Selection ▸
# And how about Dixon Apiaries?



## BeeCurious (Aug 7, 2007)

Good luck with this...

If you call the 912 579 6508 phone number, *PSYCHIC KATRINA *might be able to help you but I have my doubts.

It seems you might get quicker results at "Underground Audio"

The "Whois" report lists David Dixon as the owner of the xtremespl.com domain name. http://www.networksolutions.com/whois-search/xtremespl.com

If you visit the store http://www.xtremespl.com/Tools.html and click on an item to "Buy" it may surprise you when you see the name at the top of the PayPal page.

The domain for Mystic Katrina is registered at the same address.

There was a fire at Noble Apiaries in Dixon, CA but bees were not harmed...:scratch:
http://www.tmcnet.com/usubmit/2009/10/10/4417260.htm

I have time on my hands...


----------



## Brent Bean (Jun 30, 2005)

Try this link. I have done business with them top notch service and queens :thumbsup:
http://www.vpqueenbees.com/


----------



## NDnewbeek (Jul 4, 2008)

Try this info for Dixon apiaries:

Dixon Apiaries
Patterson, GA

http://www.xtremespl.com/queens.html
[email protected]


----------



## jesuslives31548 (May 10, 2008)

Hello

I baught a few Queens from him last year and some used equipment he had forsale. PSYCHIC KATRINA is his wife and she runs the bussiness out fo their home. I have had no problems in the past dealing with him. I do remember talking to him sometime ago and he relayed that the bee bussiness was not doing to well and was thinking about getting out. Now I have no idea if that happened or not. I do know last year we done bussiness with no problems what so ever. It happened to be that he lived closed to the Fire Station I was working at and made it easy to run up the road and pick the queens up. I know his borther well an will try to find out if he is still in bussiness. Good luck........................


----------



## soupcan (Jan 2, 2005)

As I said I really like to work with the smaller guys to keep our stock varied.
When you have a business card & owe someone money or product, the phone number on the card is no longer good, and I have not been contacted I can only asume one thing. 
It is a lot less headache to call one or two of the bigger queen breaders I always order from & have them ship me a bank of 50 or 60.
They are here on time & never have a problem.


----------



## samuri0027 (Oct 28, 2004)

We are still alive and kicking in the bee business, had a few set backs last year but still here. I will still honor those 30 queens you requested for 2010, Rich. When do you need them? My phone number is still 912-579-6508.

The website is being reworked and had older material from a prior business on it still. 

Thanks
David
Dixon Apiaries
912-579-6508


----------



## Apple Farmer (Apr 14, 2009)

David, I'm happy to see that you are going to get the 30 queens to soupcan. I hope that it works out well for both of you, as a smaal operator I know how important ALL customer are and that we live or die by our reputation.


----------



## soupcan (Jan 2, 2005)

Thanks so very much David!!!
Many a person would now a days just walk away from there problems!
I will call you but the last week of April would be great!
Thanks again!!!


----------



## soupcan (Jan 2, 2005)

Thanls for the refund David!!!
As I said before on this site, a good many people now a days would just walk away from there problems.
You chose not to!!!
Thanks again!!!

Sukie


----------

Records for this task ▸
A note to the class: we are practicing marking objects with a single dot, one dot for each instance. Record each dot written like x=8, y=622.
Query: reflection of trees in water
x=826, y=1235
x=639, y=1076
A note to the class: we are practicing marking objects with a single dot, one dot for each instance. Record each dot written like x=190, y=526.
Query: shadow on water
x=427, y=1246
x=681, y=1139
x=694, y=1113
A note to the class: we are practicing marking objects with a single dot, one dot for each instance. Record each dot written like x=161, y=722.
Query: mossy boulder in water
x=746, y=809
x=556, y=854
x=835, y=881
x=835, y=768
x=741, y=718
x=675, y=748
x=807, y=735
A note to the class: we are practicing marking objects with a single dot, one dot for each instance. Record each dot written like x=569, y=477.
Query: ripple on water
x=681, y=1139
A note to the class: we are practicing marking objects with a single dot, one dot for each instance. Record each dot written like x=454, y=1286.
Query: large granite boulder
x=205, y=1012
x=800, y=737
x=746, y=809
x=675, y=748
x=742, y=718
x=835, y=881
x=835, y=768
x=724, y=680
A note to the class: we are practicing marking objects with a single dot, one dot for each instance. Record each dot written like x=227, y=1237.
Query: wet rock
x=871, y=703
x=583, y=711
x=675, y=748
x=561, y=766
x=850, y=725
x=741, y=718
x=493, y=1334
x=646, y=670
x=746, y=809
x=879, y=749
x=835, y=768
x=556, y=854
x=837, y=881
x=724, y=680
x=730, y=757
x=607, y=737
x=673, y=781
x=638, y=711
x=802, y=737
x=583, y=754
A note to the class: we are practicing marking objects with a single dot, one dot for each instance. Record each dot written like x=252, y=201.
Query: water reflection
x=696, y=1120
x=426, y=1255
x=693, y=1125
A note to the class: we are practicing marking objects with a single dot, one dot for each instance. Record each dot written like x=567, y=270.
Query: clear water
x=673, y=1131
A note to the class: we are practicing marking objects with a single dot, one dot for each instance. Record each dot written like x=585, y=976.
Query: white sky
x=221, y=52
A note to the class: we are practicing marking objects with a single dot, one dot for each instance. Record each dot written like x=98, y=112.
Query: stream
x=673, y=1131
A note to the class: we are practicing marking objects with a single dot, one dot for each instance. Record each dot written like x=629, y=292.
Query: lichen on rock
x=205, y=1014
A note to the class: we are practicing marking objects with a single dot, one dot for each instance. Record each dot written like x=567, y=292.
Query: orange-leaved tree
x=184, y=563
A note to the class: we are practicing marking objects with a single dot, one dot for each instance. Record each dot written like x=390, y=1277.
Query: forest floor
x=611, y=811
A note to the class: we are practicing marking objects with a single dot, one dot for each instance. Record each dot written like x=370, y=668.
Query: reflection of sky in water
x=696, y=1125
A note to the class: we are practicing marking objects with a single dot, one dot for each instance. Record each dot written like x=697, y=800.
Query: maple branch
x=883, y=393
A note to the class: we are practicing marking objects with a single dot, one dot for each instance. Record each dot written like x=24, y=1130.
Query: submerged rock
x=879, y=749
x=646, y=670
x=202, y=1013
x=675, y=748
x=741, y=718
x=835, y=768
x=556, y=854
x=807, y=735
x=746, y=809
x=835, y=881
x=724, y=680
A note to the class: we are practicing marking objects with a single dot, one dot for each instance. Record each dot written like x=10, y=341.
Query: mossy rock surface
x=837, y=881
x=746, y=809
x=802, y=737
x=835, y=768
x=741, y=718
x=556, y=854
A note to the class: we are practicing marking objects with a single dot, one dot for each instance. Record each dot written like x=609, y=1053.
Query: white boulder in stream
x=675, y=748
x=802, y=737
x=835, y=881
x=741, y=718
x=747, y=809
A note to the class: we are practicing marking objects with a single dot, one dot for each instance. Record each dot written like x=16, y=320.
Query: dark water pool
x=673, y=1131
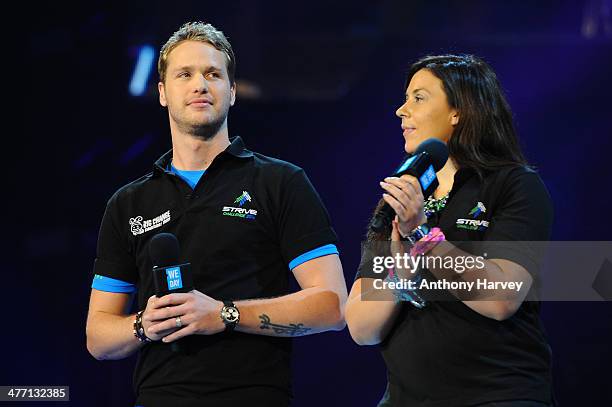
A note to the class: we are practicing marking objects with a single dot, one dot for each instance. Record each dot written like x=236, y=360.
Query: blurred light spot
x=138, y=85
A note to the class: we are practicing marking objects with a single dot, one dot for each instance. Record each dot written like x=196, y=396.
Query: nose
x=201, y=84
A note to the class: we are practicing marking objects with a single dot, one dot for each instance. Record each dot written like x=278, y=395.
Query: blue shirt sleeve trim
x=313, y=254
x=111, y=285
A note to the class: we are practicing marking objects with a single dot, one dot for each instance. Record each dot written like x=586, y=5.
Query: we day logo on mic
x=173, y=277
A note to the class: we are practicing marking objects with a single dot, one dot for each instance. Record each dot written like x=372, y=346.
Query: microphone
x=429, y=158
x=168, y=275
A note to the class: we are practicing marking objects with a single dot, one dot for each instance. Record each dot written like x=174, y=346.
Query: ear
x=454, y=118
x=162, y=94
x=233, y=94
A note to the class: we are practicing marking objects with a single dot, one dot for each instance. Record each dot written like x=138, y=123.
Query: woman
x=469, y=351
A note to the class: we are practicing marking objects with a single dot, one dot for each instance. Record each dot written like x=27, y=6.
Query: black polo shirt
x=447, y=354
x=239, y=227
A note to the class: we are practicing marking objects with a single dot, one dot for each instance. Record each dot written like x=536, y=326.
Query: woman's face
x=426, y=112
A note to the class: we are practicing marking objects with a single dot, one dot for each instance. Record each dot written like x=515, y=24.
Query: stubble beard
x=204, y=131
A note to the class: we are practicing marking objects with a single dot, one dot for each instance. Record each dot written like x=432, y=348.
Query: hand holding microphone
x=407, y=189
x=177, y=309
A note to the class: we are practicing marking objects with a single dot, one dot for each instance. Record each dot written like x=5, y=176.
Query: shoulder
x=520, y=187
x=518, y=180
x=131, y=189
x=276, y=168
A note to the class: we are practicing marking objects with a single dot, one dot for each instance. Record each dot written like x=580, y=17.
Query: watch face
x=230, y=314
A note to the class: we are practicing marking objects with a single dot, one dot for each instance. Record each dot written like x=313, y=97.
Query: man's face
x=197, y=89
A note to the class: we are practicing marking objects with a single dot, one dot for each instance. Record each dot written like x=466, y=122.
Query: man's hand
x=199, y=314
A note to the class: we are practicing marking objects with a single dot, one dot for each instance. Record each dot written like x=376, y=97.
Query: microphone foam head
x=437, y=150
x=164, y=250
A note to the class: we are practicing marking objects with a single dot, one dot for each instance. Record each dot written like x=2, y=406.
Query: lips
x=408, y=130
x=200, y=102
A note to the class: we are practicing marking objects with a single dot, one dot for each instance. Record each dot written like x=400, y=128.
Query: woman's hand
x=405, y=197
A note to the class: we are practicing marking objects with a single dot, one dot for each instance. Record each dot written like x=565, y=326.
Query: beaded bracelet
x=428, y=242
x=139, y=329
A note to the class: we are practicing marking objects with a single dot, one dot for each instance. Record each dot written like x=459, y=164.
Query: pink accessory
x=428, y=242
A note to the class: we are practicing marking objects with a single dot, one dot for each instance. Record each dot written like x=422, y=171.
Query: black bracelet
x=139, y=329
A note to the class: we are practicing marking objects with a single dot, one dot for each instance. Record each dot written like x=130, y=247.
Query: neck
x=191, y=153
x=446, y=176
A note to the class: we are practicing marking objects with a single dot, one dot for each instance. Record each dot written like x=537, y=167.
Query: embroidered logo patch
x=473, y=224
x=477, y=210
x=138, y=226
x=239, y=211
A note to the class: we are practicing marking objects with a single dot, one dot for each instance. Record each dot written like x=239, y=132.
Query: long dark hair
x=485, y=138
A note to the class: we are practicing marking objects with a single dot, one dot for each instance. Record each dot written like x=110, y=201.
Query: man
x=242, y=219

Complete the following ▸
1. In the Dixon Apiaries thread, what town and state are listed for Dixon Apiaries?
2. Echo the rows from the line containing "like x=174, y=346." through the line containing "x=204, y=131", including both of those lines and nothing more.

Per-task answers ▸
1. Patterson, GA

2.
A note to the class: we are practicing marking objects with a single dot, one dot for each instance. Record each dot written like x=174, y=346.
Query: ear
x=454, y=118
x=162, y=94
x=233, y=94
A note to the class: we are practicing marking objects with a single dot, one dot for each instance. Record each dot written like x=138, y=123.
Query: woman
x=469, y=351
A note to the class: we are practicing marking objects with a single dot, one dot for each instance. Record each dot written like x=27, y=6.
Query: black polo shirt
x=447, y=354
x=239, y=227
A note to the class: we are practicing marking objects with a single dot, one dot for each instance. Record each dot written like x=536, y=326.
Query: woman's face
x=426, y=112
A note to the class: we are practicing marking objects with a single dot, one dot for each instance. Record each dot written like x=515, y=24.
Query: stubble beard
x=204, y=131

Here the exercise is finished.